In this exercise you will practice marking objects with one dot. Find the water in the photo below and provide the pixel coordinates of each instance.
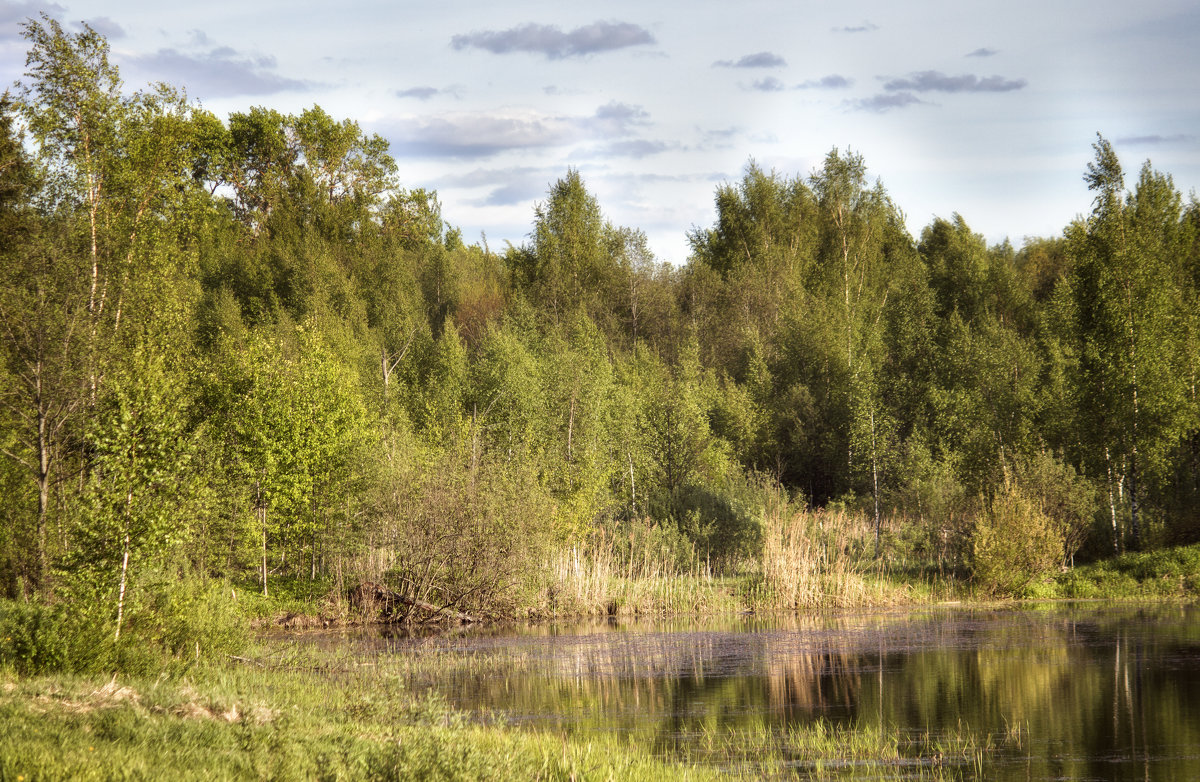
(1059, 691)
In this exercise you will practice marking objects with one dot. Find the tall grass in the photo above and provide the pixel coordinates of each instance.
(639, 575)
(820, 559)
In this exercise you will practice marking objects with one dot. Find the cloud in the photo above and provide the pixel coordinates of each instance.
(419, 92)
(617, 119)
(939, 82)
(867, 26)
(553, 42)
(832, 82)
(426, 92)
(881, 103)
(513, 194)
(771, 84)
(1156, 140)
(760, 60)
(633, 148)
(220, 72)
(483, 134)
(474, 134)
(103, 25)
(719, 138)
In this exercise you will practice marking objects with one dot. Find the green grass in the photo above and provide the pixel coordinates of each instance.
(243, 723)
(1168, 573)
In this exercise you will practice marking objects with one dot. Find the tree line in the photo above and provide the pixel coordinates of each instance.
(240, 347)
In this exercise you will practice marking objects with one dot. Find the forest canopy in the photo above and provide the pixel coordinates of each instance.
(240, 347)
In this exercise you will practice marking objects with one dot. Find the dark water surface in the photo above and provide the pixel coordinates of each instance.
(1063, 691)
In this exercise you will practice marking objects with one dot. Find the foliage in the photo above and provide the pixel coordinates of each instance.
(239, 346)
(1015, 542)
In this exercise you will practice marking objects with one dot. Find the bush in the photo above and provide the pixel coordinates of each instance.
(1015, 542)
(174, 621)
(36, 639)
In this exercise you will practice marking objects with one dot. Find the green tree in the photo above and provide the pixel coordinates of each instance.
(1126, 304)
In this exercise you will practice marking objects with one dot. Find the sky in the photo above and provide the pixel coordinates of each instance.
(987, 109)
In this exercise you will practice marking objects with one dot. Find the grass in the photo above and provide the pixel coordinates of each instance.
(237, 723)
(823, 749)
(1168, 573)
(315, 714)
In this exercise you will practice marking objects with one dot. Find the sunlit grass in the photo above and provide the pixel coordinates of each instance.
(249, 723)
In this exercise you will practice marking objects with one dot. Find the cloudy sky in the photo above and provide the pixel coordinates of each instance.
(984, 109)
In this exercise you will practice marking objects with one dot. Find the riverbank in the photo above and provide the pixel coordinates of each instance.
(199, 701)
(234, 722)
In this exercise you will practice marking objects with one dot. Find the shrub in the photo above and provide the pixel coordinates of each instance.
(1015, 542)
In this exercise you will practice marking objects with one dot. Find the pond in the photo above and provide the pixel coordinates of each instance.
(1080, 691)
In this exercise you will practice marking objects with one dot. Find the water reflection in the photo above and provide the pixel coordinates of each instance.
(1063, 691)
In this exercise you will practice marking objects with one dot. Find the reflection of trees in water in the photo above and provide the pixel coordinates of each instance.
(1108, 692)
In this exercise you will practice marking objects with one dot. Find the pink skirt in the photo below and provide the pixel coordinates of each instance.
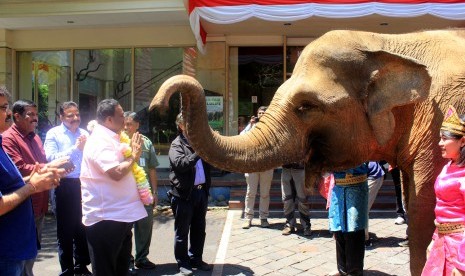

GIVEN REQUEST → Copy the data exactly, starting with the line that contains "Find the sunlit" and going on through the end of the data, but leave the pictures out of your answer.

OUTPUT FOR THIS EXERCISE →
In this exercise you will practice marking objects with one dot. Find the sunlit grass in the photo above and provide the pixel coordinates of each instance.
(249, 723)
In this exercise you will practice marking objects with one dot. Find the cloudy sky in the photo above and provide the pixel coordinates of each instance.
(984, 109)
In this exercise you will practice marking objects with one dot. Find the riverbank in the photo above and provide the pixel coordinates of each instance.
(199, 701)
(234, 722)
In this exercise you will practice marking objects with one dot. Find the shrub in the photo above and provide the pixel coordinates of each instance.
(1015, 542)
In this exercise you will practice marking objects with one dot. Find the pond in the photo above and provide the pixel coordinates of each instance.
(1080, 691)
In this exercise you will practice marking objects with one dot. Find the water reflection in the photo above and provide the pixel coordinates of each instance.
(1063, 691)
In this exercise you will practice marking objects with one dot. Find the reflection of trees in water in the photo above and provide the pixel coordinates of each instance.
(1108, 692)
In this exercise you will practice marking objects with one dot. Find the pink skirt in the photo below and provide the pixel coordinates of each instance.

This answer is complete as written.